INPUT FOR THIS TASK →
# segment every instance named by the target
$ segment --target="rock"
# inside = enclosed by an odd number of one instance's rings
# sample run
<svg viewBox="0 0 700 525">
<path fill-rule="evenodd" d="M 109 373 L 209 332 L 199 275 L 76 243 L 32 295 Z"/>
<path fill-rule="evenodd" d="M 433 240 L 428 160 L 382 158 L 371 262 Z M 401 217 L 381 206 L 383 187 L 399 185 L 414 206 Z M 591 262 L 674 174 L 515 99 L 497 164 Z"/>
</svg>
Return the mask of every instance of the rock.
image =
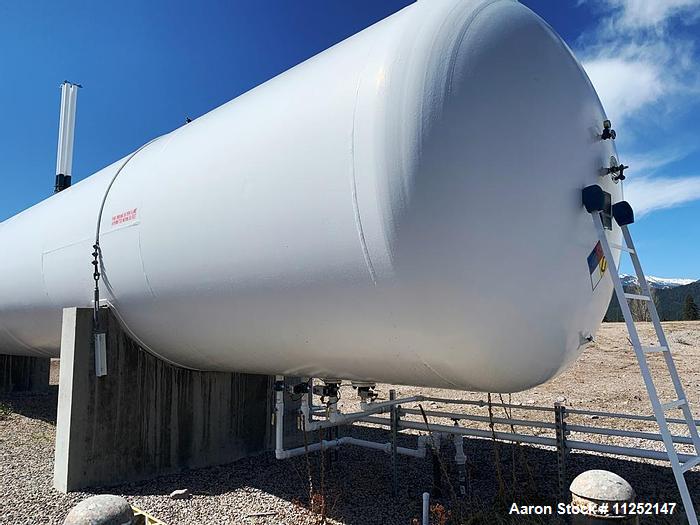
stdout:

AIM OF THE TASK →
Please transcribe the material above line for line, leaving out the picture.

WRITTEN REPLY →
# segment every instance named by the target
$ segment --target="rock"
# inside = enclosed by an odd number of one instance's rings
# sample run
<svg viewBox="0 0 700 525">
<path fill-rule="evenodd" d="M 109 373 L 209 332 L 199 275 L 76 243 L 32 295 Z"/>
<path fill-rule="evenodd" d="M 433 240 L 428 160 L 382 158 L 371 262 Z M 401 217 L 381 206 L 383 187 L 399 185 L 414 206 Z M 591 262 L 674 174 L 515 99 L 497 164 Z"/>
</svg>
Return the mask of every instance of the rock.
image =
stdout:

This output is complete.